◆ **WORK TO COMPLETE**
Nothing in the entries below may be altered; print them as they stand.

DATA SUPPLIED below:

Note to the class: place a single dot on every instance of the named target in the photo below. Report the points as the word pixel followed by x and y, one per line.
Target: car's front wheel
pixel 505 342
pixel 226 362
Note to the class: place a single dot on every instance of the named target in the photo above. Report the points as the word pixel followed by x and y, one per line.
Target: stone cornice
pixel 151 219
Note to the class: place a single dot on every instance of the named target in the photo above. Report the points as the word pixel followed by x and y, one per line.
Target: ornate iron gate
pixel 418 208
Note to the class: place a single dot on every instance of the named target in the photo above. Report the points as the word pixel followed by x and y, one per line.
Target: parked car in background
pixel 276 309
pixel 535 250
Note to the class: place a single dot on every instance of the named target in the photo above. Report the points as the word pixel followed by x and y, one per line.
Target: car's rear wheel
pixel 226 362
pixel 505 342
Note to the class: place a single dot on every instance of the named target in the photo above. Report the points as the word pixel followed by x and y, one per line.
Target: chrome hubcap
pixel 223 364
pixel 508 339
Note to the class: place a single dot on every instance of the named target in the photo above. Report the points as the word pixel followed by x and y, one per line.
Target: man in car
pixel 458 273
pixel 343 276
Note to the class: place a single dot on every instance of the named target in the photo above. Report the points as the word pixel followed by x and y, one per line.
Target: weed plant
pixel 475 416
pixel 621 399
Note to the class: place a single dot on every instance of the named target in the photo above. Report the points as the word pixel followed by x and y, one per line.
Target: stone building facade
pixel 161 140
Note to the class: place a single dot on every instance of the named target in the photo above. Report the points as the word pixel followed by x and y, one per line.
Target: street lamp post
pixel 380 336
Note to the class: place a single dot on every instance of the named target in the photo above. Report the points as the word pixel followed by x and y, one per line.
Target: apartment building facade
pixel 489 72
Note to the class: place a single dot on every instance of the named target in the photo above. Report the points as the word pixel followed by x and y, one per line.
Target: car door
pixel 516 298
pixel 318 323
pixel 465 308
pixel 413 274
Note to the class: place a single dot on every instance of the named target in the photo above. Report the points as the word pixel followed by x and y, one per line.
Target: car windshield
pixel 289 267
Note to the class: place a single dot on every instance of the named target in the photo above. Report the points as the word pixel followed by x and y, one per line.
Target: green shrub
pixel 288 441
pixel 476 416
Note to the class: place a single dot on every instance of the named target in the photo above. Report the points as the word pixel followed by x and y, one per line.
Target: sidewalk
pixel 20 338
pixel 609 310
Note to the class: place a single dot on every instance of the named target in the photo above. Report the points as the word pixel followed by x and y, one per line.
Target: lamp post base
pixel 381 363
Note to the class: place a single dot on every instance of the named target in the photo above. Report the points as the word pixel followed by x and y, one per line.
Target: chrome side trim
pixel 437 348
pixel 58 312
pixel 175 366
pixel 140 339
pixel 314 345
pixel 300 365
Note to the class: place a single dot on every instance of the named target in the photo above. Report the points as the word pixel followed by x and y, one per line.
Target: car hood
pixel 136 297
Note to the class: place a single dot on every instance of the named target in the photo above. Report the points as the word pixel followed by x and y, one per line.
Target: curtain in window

End of DATA SUPPLIED.

◆ **THE COMPLETED TASK**
Note to the class: place a single dot on every instance of the named target in the photo below. Report the points as the word pixel followed by x and y, one per line.
Target: car's front wheel
pixel 505 342
pixel 226 362
Note to the class: place a single dot on every instance of the named target in the photo above. Report the points as the word pixel followed by x and y, one per line.
Target: stone cornice
pixel 151 219
Note to the class: place a single dot on every instance of the named target in the photo above. Report the points as the word pixel followed by x and y, one per line.
Target: ornate iron gate
pixel 418 208
Note to the class: place a single dot on every instance of the named target in the photo above. Report the points as the word pixel followed by x and y, one per line.
Target: parked car in background
pixel 276 309
pixel 535 250
Note to the class: place a single dot on every instance of the named target in the photo above. Report the points as the word pixel followed by x and y, one per line.
Target: car's rear wheel
pixel 226 362
pixel 505 342
Note to the class: place a single dot on every instance of the named target in the photo above. Report the points as the word pixel followed by x and y, one per line.
Target: chrome hubcap
pixel 223 364
pixel 508 339
Note to the class: place a single dot on every instance of the named target in the photo above. Report the points as the word pixel followed by x and y, one per line.
Target: man in car
pixel 458 273
pixel 343 276
Note to the class: place a single dot on every instance of the named target in the photo above. Report the points as the word pixel followed by x and y, one per line.
Target: weed plant
pixel 475 416
pixel 621 399
Note to the class: place a single dot on every instance of the named target in the photo above. Report the points as the word pixel followed by x and y, one per line.
Target: stone building facade
pixel 161 140
Note to the class: place a single dot on every instance of the named target in the photo above. Report the points as the word pixel followed by x and y, one per line.
Target: street lamp post
pixel 380 336
Note to the class: place a single dot on every instance of the named target in the photo above. Report the points as the word pixel followed by x and y, one per line.
Target: apartment building facade
pixel 489 72
Note to the class: place a single dot on every instance of the named target in the photo above. Report the points as the word pixel followed by x and y, one per line.
Target: car door
pixel 516 298
pixel 318 323
pixel 465 308
pixel 413 274
Note to the class: place a single dot on every instance of the named target in the photo above. Report the points as the word pixel followed by x and y, one per line.
Target: car windshield
pixel 289 267
Note to the class: place a single dot on every instance of the named target in the photo above. Report the points as the word pixel followed by x and y, one per line.
Target: green shrub
pixel 288 441
pixel 476 416
Note to the class: place a single dot on every instance of the named target in the photo above. Report the points as the word pixel followed by x and y, one per line.
Target: sidewalk
pixel 20 338
pixel 609 310
Note to the class: place a single dot on every instance of the named target in the photo above. Report the points as the word pixel followed by x and y, one per line.
Target: lamp post base
pixel 381 363
Note to the class: place a single dot on every instance of the named target in the photo above. Report the points as the word pixel followed by x and y, one per line.
Target: chrome side trim
pixel 437 348
pixel 58 312
pixel 175 366
pixel 140 339
pixel 314 345
pixel 300 365
Note to the class: place a single dot on every instance of the named target in the photo above. Report the points as the word pixel followed by x and y, one per line.
Target: car hood
pixel 136 297
Note to the class: place a single dot on every instance of the named target in the photo above. Report the points as the word pixel followed by x and y, one per line.
Target: curtain in window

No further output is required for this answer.